----- SELECTED TEXT -----

+1, have found this useful / necessary with PouchDB over the years

Describing our workflow as it may be useful (its also very similiar to
mozillas). We have Tier 1
supported platform, node stable, stable releases of browsers etc a checkin
is not allowed to make
those go red, if something lands that makes them red it gets immediately
reverted

Tier 2 systems, like CouchDB 2.0 for the period it was under development.
We take a best effort
at keeping it green but it doesnt prevent patches from landing. If it goes
red it is someones job to get
it green, if it stays red for a long period of time it becomes unsupported.
(We are still in the process of moving
couch2 to tier1)

This allows us to stay pretty stable while not be too restrictive for
building new features / supporting new
platforms. The important thing however is the zero policy rule on Tier 1,
once there is any reason for
people to ignore failing tests they decay super quickly and it gets very
hard to bring them back, for a while
we had the policy of fixing things in master but there are always
complications, backing out, fixing the tests
and relanding is far more reliable

On 16 August 2017 at 07:46, Joan Touzet <woh...@apache.org> wrote:

> Hi committers,
>
> I'd like to propose a change to our policy on version control, namely
> that no check-ins be allowed on the master branch unless CI test runs
> against that PR are clean.

-----

| WORK TO COMPLETE |
1. Translate this sentence from the message on test policy into French: "I'd like to propose a change to our policy on version control, namely that no check-ins be allowed on the master branch unless CI test runs against that PR are clean."
2. From the message on test policy, write out the passage that begins at the words "We take a best" and stops after the words "it becomes unsupported.".

----- EXTRACTED INFORMATION -----

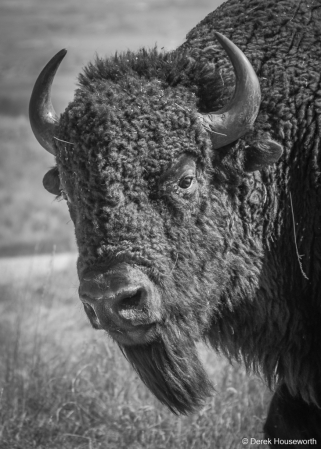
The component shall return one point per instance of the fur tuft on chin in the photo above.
(172, 371)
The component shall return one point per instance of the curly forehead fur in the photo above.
(226, 259)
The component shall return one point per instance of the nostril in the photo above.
(131, 306)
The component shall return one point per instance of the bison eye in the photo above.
(186, 182)
(64, 195)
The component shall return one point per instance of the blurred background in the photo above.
(61, 383)
(31, 32)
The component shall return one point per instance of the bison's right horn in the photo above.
(237, 117)
(43, 118)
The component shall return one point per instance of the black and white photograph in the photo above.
(160, 224)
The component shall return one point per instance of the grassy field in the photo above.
(64, 385)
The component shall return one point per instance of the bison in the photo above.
(193, 179)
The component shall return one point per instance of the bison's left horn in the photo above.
(43, 118)
(236, 118)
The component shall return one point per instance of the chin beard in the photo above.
(171, 369)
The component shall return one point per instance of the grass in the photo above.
(64, 385)
(61, 383)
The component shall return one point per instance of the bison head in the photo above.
(161, 249)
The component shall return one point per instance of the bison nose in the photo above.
(122, 296)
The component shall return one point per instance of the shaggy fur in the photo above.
(238, 262)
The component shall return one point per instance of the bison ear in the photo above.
(260, 154)
(51, 181)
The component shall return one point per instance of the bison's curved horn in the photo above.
(43, 118)
(233, 120)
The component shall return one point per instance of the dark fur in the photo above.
(226, 260)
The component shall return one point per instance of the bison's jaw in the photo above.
(123, 301)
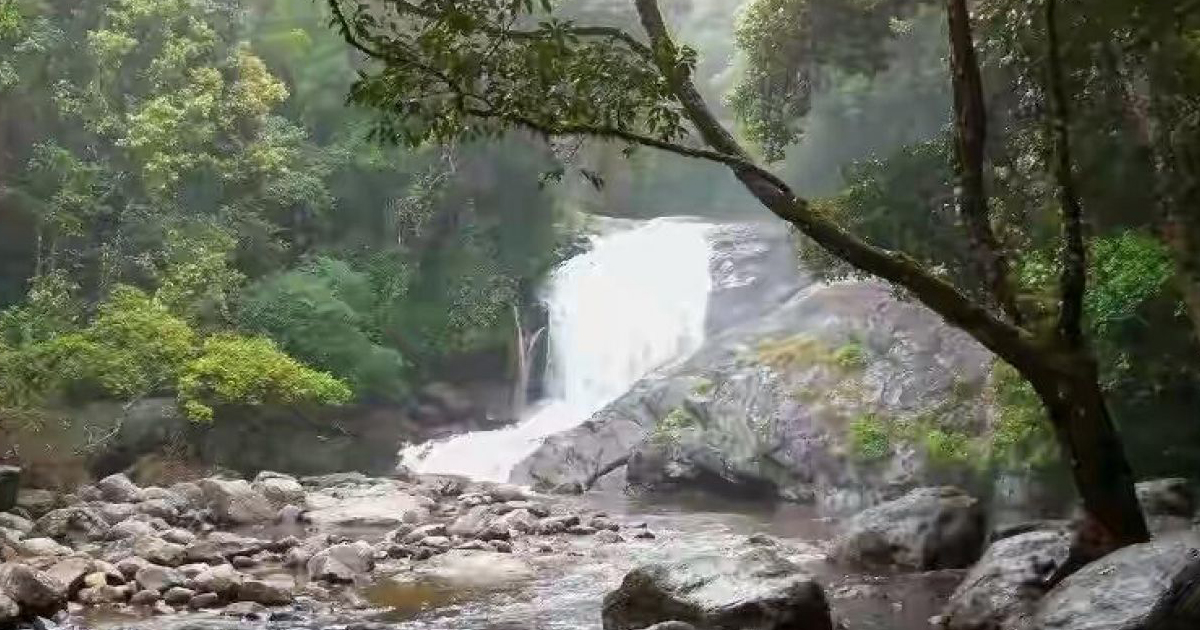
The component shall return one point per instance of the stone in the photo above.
(1005, 586)
(144, 598)
(756, 588)
(235, 502)
(118, 489)
(75, 525)
(1167, 497)
(204, 600)
(41, 546)
(925, 529)
(280, 490)
(159, 579)
(34, 591)
(159, 551)
(265, 593)
(342, 562)
(178, 595)
(223, 580)
(103, 594)
(1152, 586)
(18, 523)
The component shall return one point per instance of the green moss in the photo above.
(869, 439)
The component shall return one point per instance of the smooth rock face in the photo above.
(754, 589)
(235, 502)
(1005, 586)
(1153, 586)
(925, 529)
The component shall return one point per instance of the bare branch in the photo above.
(1073, 256)
(971, 135)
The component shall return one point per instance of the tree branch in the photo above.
(1073, 257)
(971, 135)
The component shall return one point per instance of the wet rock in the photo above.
(41, 546)
(1152, 586)
(204, 600)
(342, 563)
(34, 591)
(118, 489)
(235, 502)
(178, 595)
(279, 489)
(15, 522)
(159, 551)
(222, 580)
(1167, 497)
(159, 579)
(75, 525)
(756, 588)
(925, 529)
(103, 594)
(265, 593)
(1005, 586)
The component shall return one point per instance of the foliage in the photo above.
(251, 371)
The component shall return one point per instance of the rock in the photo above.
(178, 595)
(103, 594)
(159, 579)
(1005, 586)
(1167, 497)
(756, 588)
(75, 525)
(41, 546)
(472, 523)
(204, 600)
(280, 490)
(118, 489)
(37, 502)
(925, 529)
(222, 580)
(1152, 586)
(34, 591)
(235, 502)
(11, 521)
(144, 598)
(265, 593)
(342, 563)
(159, 551)
(219, 546)
(130, 528)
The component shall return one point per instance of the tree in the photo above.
(450, 69)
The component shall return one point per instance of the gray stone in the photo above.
(756, 588)
(925, 529)
(235, 502)
(1167, 497)
(342, 562)
(118, 489)
(34, 591)
(159, 579)
(1005, 586)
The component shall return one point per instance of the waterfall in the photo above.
(634, 303)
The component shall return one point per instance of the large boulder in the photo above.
(342, 563)
(1006, 585)
(34, 591)
(1153, 586)
(756, 588)
(235, 502)
(925, 529)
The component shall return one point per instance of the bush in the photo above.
(235, 370)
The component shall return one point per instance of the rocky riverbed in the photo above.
(425, 552)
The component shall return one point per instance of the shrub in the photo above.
(235, 370)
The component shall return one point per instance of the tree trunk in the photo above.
(1069, 389)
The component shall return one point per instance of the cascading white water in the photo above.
(635, 303)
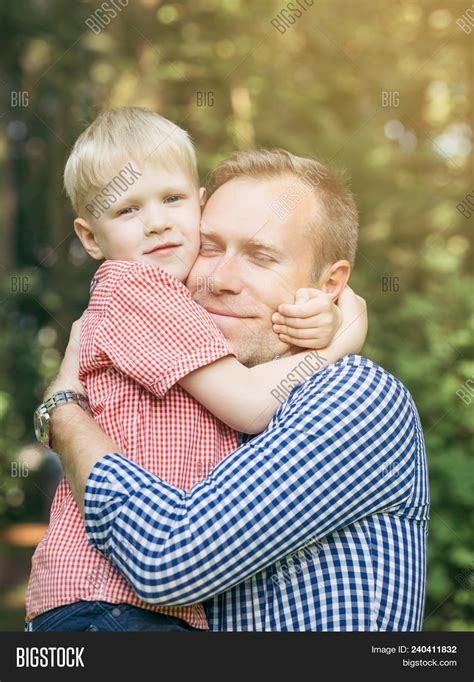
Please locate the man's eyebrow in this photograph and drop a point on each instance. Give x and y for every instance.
(250, 244)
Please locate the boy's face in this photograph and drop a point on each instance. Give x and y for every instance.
(155, 220)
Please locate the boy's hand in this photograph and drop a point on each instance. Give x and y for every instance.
(310, 322)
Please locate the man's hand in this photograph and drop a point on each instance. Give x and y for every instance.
(68, 375)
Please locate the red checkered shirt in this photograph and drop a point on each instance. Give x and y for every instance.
(140, 335)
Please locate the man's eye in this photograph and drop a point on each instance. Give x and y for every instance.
(208, 250)
(263, 257)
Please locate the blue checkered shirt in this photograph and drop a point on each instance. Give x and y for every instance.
(319, 523)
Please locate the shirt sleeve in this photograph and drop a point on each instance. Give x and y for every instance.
(154, 332)
(322, 465)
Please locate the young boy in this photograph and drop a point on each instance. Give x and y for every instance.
(152, 360)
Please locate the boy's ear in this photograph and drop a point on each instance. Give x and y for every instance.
(335, 278)
(85, 234)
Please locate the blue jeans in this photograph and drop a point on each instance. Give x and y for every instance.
(95, 616)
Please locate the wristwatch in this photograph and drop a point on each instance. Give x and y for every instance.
(42, 415)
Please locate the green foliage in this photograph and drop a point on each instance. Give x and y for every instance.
(317, 90)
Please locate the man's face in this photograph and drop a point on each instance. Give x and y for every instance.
(250, 261)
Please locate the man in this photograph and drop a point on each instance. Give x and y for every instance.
(318, 523)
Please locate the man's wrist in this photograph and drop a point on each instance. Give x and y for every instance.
(60, 419)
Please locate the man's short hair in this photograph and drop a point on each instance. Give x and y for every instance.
(333, 228)
(120, 135)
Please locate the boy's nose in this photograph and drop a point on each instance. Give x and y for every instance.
(156, 224)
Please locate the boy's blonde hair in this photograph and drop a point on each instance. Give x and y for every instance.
(120, 135)
(332, 229)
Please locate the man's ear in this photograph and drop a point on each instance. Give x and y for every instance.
(335, 278)
(85, 234)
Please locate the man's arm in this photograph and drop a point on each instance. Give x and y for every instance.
(80, 442)
(344, 450)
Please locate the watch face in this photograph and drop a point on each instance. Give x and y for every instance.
(40, 425)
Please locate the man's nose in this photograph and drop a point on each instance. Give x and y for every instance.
(227, 277)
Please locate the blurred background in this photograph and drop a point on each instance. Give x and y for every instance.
(380, 88)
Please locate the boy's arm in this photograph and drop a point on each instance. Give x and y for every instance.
(246, 399)
(158, 336)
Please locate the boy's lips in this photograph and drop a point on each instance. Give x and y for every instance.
(163, 249)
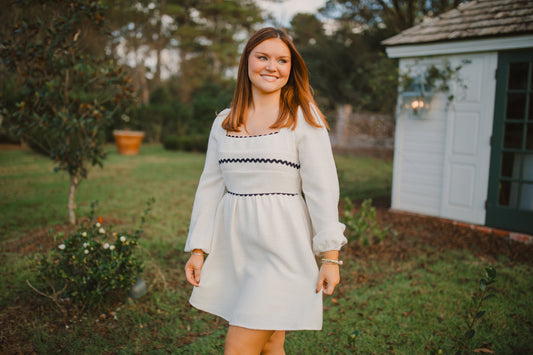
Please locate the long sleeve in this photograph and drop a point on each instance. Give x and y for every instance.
(320, 185)
(210, 190)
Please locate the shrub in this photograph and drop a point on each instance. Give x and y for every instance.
(171, 142)
(362, 226)
(92, 265)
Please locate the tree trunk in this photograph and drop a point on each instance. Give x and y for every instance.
(344, 112)
(74, 181)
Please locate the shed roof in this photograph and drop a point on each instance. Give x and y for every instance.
(473, 20)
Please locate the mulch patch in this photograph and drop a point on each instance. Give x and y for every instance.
(417, 233)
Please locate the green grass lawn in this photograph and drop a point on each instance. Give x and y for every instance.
(410, 305)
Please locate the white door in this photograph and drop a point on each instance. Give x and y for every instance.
(468, 132)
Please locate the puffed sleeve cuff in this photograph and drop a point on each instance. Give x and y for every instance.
(211, 189)
(320, 184)
(332, 239)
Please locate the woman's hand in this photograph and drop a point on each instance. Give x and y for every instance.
(193, 268)
(328, 278)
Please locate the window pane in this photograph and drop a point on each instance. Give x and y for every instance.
(513, 135)
(530, 115)
(526, 197)
(518, 74)
(516, 106)
(529, 137)
(510, 165)
(505, 198)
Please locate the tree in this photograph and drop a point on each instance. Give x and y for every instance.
(71, 90)
(394, 15)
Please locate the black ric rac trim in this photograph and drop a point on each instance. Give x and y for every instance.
(259, 160)
(257, 135)
(263, 194)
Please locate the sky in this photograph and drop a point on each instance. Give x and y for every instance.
(284, 11)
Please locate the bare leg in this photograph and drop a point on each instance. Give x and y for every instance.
(274, 345)
(244, 341)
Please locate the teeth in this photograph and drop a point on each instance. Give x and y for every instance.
(269, 77)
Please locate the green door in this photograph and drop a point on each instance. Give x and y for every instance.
(510, 195)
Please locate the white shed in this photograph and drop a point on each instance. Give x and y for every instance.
(470, 158)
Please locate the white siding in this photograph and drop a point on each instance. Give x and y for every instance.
(441, 164)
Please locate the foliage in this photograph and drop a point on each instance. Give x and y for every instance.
(69, 94)
(394, 15)
(346, 67)
(93, 264)
(401, 296)
(362, 226)
(475, 313)
(196, 143)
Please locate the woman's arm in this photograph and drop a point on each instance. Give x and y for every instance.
(329, 275)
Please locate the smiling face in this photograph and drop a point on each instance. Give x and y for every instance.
(269, 66)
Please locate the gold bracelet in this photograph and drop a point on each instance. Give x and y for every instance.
(332, 261)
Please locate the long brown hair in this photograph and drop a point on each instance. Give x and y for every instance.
(296, 93)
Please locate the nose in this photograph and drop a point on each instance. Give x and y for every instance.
(270, 66)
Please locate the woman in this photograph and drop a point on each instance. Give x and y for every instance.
(249, 214)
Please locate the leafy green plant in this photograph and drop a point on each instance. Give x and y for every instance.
(70, 93)
(92, 265)
(475, 313)
(362, 226)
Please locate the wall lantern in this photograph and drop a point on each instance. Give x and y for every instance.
(416, 100)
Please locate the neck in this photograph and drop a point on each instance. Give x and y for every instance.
(266, 101)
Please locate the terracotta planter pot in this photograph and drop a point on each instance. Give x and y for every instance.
(128, 142)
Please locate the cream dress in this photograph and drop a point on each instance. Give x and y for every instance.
(259, 230)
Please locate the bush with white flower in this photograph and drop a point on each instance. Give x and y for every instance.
(93, 264)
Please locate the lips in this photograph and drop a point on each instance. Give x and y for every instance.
(269, 77)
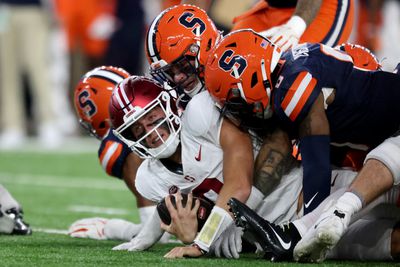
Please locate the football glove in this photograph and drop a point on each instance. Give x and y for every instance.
(103, 229)
(288, 34)
(229, 244)
(147, 237)
(6, 223)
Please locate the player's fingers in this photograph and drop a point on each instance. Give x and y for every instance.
(79, 234)
(270, 32)
(189, 201)
(178, 200)
(196, 205)
(226, 251)
(217, 247)
(123, 246)
(171, 209)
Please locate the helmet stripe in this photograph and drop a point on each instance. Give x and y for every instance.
(151, 39)
(123, 100)
(108, 75)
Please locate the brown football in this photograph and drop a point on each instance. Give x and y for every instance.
(202, 213)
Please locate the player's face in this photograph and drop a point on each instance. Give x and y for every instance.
(150, 123)
(184, 74)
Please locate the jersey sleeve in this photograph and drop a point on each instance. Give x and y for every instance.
(295, 95)
(112, 154)
(202, 119)
(148, 183)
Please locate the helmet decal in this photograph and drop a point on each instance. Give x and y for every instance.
(228, 63)
(190, 22)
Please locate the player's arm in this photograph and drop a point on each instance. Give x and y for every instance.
(237, 164)
(203, 4)
(237, 172)
(289, 34)
(129, 170)
(315, 153)
(307, 10)
(273, 161)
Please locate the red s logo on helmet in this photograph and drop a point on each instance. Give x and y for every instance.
(229, 63)
(86, 103)
(192, 23)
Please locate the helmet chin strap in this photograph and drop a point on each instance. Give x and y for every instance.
(167, 149)
(199, 86)
(239, 83)
(267, 110)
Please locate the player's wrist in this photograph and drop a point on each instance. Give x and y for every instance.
(146, 212)
(298, 25)
(202, 251)
(216, 223)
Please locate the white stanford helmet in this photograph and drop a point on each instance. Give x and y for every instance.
(131, 100)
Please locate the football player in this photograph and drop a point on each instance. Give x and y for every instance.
(11, 215)
(91, 97)
(321, 98)
(150, 126)
(178, 42)
(147, 124)
(290, 22)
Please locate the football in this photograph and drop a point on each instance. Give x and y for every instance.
(202, 213)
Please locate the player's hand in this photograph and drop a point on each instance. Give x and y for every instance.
(136, 244)
(92, 228)
(229, 244)
(286, 35)
(102, 27)
(183, 219)
(180, 252)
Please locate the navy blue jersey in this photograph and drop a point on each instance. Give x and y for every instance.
(366, 109)
(112, 154)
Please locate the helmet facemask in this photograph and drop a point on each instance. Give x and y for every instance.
(188, 63)
(168, 123)
(88, 127)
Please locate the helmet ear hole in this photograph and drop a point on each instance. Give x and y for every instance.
(254, 79)
(102, 125)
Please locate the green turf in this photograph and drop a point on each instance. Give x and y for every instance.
(49, 184)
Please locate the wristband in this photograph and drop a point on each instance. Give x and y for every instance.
(145, 213)
(297, 24)
(203, 252)
(255, 198)
(216, 223)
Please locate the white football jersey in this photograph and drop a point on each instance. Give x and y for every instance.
(154, 181)
(202, 154)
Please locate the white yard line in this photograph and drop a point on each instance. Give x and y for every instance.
(50, 231)
(103, 183)
(102, 210)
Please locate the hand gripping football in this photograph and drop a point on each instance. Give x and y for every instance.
(202, 213)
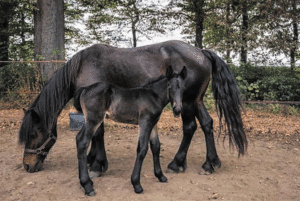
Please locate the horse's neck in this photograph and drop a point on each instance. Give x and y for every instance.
(51, 102)
(160, 88)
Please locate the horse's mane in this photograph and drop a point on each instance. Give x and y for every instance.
(53, 97)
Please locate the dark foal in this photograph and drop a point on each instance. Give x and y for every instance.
(142, 106)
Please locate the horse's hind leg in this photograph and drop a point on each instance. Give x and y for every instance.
(82, 141)
(189, 128)
(206, 122)
(99, 163)
(142, 149)
(155, 148)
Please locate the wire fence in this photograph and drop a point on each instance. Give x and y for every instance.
(33, 94)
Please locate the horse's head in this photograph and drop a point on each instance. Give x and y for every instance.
(37, 139)
(176, 88)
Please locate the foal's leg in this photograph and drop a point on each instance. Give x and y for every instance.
(206, 122)
(155, 148)
(99, 164)
(145, 129)
(189, 127)
(83, 139)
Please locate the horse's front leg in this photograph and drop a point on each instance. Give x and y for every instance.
(145, 129)
(189, 127)
(155, 148)
(83, 139)
(97, 156)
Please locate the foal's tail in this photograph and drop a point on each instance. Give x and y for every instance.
(228, 102)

-----

| WORKED ANSWERS |
1. Je souhaiterais proposer une modification de notre politique de gestion des versions, à savoir qu'aucune intégration ne soit autorisée sur la branche master tant que les exécutions des tests de CI portant sur cette PR ne sont pas sans échec.

2.
We take a best effort
at keeping it green but it doesnt prevent patches from landing. If it goes
red it is someones job to get
it green, if it stays red for a long period of time it becomes unsupported.